- **What you should do**: Repeat the entries that appear below, exactly as they are given.

- **Dataset excerpts**:
::::::::
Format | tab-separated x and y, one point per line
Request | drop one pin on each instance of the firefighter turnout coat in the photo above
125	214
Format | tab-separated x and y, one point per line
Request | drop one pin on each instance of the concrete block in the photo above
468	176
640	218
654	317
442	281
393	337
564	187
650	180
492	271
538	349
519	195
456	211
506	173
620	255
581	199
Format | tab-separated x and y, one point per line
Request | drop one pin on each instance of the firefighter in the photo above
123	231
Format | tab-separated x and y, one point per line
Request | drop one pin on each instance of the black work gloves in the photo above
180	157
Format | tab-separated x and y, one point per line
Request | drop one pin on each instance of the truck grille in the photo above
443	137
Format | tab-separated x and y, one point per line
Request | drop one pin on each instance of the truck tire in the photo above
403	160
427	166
::::::::
- **Result**:
Format | tab-separated x and y, one point per line
Request | drop one pin on each instance of the firefighter turnout coat in the photo above
125	214
Format | tab-separated x and y, one point per line
Request | drop one pin on each instance of the concrete block in the photo above
468	176
640	218
654	317
442	281
393	337
564	187
650	180
492	271
538	349
519	195
456	211
506	173
620	255
581	199
Format | tab-separated x and y, one point per line
Request | drop one pin on each instance of the firefighter in the photo above
123	231
Format | tab-separated x and y, one point per line
Request | drop one pin on each instance of the black work gloves in the photo above
180	157
Format | tab-separated x and y, one point per line
Request | drop one pin on each instance of the truck grille in the photo above
443	137
Format | tab-separated x and y, one point per line
Request | drop one pin on each instance of the truck tire in the photo above
403	160
427	166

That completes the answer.